Description of the task >>
Rewrite the part that opens at the start of the rows and closes with the line containing "[395,291,569,405]", changing "source frame" to "input frame" and keeping everything else as it is. Omit the pictures from your answer.
— begin Exercise input —
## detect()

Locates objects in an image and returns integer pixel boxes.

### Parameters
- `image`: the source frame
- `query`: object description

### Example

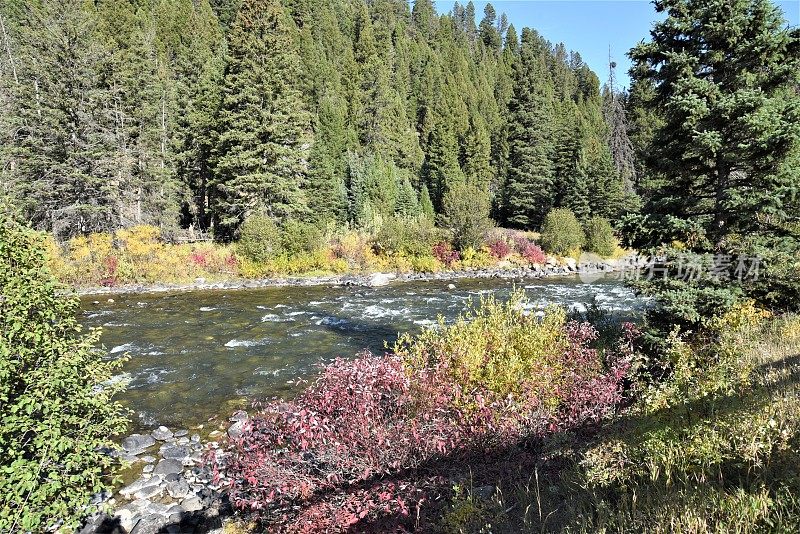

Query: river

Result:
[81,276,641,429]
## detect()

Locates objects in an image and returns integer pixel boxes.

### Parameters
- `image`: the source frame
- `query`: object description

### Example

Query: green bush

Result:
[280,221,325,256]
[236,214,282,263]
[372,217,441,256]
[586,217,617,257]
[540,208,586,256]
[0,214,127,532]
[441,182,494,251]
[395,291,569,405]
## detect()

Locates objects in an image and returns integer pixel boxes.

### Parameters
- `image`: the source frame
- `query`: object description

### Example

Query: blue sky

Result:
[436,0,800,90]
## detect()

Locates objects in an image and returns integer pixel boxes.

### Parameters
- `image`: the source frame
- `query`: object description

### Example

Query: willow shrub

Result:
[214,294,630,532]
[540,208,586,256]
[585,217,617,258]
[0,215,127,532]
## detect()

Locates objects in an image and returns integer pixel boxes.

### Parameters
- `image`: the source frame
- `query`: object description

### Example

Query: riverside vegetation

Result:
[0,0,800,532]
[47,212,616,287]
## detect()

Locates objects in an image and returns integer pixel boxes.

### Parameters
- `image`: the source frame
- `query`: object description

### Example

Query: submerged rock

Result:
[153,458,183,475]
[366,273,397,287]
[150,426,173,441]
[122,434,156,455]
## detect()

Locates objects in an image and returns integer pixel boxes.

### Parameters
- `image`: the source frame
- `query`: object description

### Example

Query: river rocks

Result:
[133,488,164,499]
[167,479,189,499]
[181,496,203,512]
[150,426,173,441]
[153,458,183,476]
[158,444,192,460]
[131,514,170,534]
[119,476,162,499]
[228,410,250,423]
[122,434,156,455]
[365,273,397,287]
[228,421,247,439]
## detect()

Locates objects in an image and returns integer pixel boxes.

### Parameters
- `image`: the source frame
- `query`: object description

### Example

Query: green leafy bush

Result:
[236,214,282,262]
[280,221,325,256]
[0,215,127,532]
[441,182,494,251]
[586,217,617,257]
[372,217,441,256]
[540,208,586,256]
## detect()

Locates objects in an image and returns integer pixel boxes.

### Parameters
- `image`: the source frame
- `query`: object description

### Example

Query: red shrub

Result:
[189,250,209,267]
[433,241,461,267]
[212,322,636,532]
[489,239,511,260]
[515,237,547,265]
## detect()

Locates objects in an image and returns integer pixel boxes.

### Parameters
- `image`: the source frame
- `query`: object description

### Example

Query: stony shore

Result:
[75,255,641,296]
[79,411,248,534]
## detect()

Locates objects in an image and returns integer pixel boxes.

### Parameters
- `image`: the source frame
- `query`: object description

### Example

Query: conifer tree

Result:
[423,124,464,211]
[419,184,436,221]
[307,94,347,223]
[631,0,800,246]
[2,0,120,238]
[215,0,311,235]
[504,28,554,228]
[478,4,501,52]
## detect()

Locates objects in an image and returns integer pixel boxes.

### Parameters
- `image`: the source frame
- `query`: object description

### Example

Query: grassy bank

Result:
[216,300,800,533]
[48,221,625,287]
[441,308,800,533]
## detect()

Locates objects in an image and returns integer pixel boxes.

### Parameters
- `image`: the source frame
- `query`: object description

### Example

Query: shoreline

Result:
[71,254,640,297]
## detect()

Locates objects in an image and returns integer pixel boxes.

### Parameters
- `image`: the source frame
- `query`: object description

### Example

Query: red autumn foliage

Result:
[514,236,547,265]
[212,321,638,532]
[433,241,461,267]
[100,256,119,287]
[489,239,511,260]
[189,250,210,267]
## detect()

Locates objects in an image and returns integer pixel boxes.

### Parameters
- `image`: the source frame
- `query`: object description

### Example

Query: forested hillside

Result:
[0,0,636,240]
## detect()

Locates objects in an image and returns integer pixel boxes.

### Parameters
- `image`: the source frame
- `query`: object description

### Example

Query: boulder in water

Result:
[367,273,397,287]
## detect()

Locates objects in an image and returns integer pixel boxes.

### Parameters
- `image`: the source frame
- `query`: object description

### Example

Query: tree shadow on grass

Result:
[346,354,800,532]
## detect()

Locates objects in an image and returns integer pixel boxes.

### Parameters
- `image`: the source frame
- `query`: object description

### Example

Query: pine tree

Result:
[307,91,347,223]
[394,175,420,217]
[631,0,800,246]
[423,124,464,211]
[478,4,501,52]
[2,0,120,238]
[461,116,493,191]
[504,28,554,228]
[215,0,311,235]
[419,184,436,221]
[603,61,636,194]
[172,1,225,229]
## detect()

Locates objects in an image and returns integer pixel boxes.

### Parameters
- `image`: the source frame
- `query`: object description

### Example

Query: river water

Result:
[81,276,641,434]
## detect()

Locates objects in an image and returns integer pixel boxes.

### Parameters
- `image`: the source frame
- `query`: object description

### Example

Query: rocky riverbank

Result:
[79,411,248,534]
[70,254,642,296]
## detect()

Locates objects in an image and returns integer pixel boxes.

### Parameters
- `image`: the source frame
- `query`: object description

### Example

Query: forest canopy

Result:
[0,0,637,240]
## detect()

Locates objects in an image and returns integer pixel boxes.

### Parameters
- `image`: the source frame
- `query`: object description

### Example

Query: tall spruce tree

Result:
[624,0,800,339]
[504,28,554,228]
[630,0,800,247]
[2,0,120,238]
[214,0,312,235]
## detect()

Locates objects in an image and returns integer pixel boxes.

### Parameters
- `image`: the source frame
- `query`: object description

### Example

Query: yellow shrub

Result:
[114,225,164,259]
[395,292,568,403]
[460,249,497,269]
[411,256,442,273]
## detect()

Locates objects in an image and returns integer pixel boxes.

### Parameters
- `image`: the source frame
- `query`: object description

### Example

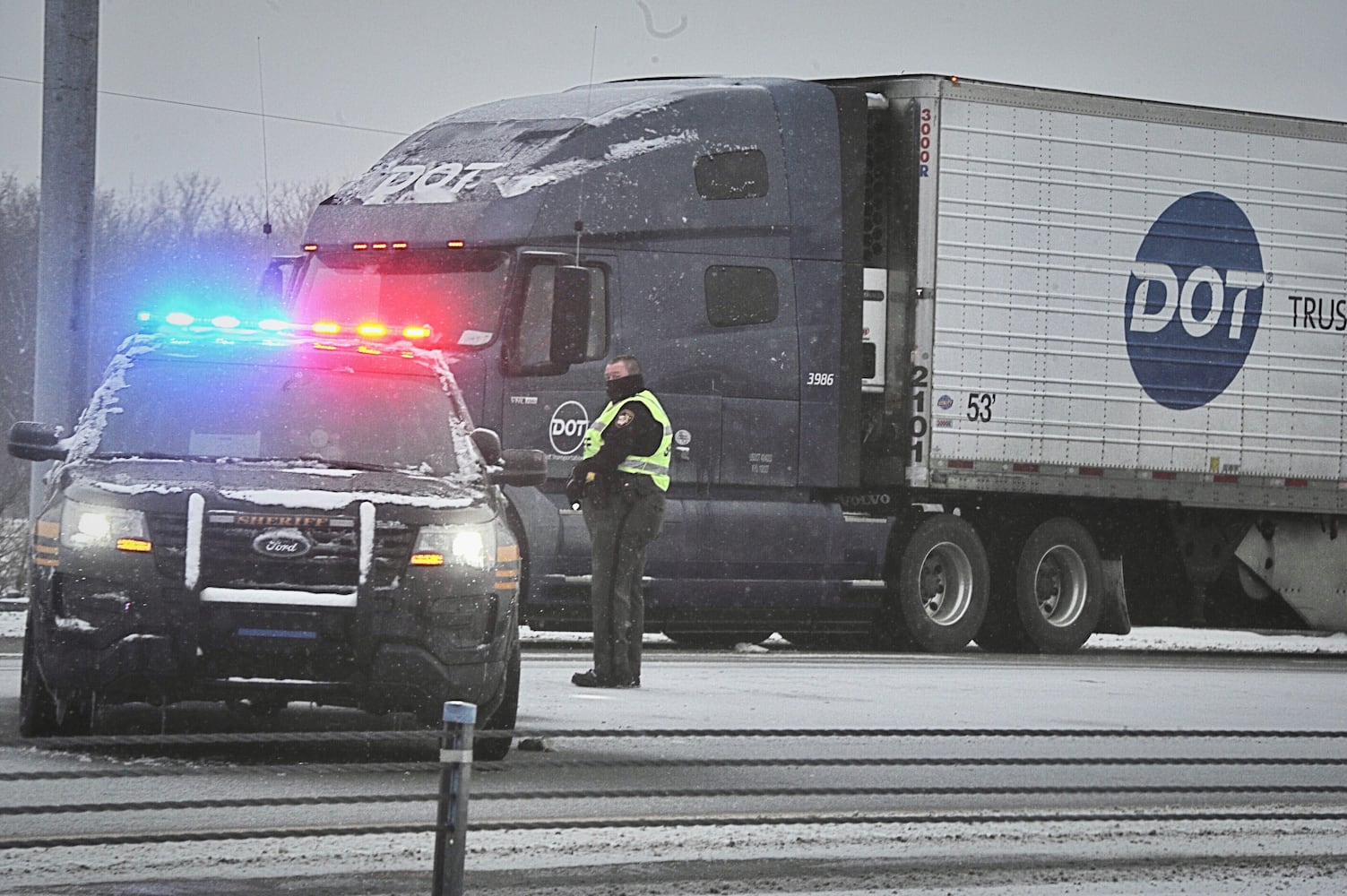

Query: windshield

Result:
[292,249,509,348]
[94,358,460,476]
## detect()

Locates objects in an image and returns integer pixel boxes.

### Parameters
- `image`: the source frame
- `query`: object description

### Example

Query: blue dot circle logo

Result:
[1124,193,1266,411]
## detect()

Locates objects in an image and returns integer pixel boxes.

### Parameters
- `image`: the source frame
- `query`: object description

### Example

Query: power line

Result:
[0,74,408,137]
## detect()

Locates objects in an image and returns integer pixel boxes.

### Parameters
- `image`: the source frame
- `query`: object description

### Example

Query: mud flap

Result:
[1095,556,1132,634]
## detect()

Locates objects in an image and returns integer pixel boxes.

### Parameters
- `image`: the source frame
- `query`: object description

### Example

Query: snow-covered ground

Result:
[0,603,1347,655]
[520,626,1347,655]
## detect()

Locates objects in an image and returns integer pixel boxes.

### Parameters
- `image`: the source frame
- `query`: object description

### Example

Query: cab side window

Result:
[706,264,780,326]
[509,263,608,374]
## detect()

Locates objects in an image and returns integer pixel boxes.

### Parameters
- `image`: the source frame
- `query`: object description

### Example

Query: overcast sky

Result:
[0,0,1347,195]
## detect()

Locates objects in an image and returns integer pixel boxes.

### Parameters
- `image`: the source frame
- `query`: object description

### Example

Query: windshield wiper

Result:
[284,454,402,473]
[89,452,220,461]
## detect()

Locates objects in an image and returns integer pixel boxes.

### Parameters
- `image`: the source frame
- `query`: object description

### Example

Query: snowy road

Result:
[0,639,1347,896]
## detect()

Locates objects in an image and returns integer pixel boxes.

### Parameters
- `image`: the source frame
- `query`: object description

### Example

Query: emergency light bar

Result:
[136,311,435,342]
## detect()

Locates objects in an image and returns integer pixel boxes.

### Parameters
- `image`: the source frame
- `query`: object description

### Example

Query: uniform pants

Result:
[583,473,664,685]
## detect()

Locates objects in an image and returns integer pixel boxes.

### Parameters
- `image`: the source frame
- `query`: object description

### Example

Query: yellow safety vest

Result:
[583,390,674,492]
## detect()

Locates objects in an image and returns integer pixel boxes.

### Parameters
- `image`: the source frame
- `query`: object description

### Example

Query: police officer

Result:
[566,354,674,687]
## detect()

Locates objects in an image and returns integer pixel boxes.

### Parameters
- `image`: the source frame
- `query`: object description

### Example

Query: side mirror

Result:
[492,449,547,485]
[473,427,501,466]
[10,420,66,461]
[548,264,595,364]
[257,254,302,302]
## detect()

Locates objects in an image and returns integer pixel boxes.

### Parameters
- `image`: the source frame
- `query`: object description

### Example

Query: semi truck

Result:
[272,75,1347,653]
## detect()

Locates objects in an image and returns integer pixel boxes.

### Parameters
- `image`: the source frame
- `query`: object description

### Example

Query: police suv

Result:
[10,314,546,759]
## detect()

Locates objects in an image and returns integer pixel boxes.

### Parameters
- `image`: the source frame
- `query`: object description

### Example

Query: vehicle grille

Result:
— end Exercise input —
Answer >>
## detect()

Locates objects in an image and returns integer pixel boxes.

### Parameters
- `image`: the input frame
- `query`: object description

### Example


Query: river

Result:
[81,276,641,429]
## detect()

Locates objects in an image and returns integer pixel boxes.

### Parameters
- `image`: the input frame
- `query`: object description

### Example

Query: green bush

Result:
[280,221,325,256]
[236,214,282,263]
[372,217,441,256]
[586,217,617,257]
[540,208,586,256]
[0,214,127,532]
[441,182,494,251]
[395,291,569,405]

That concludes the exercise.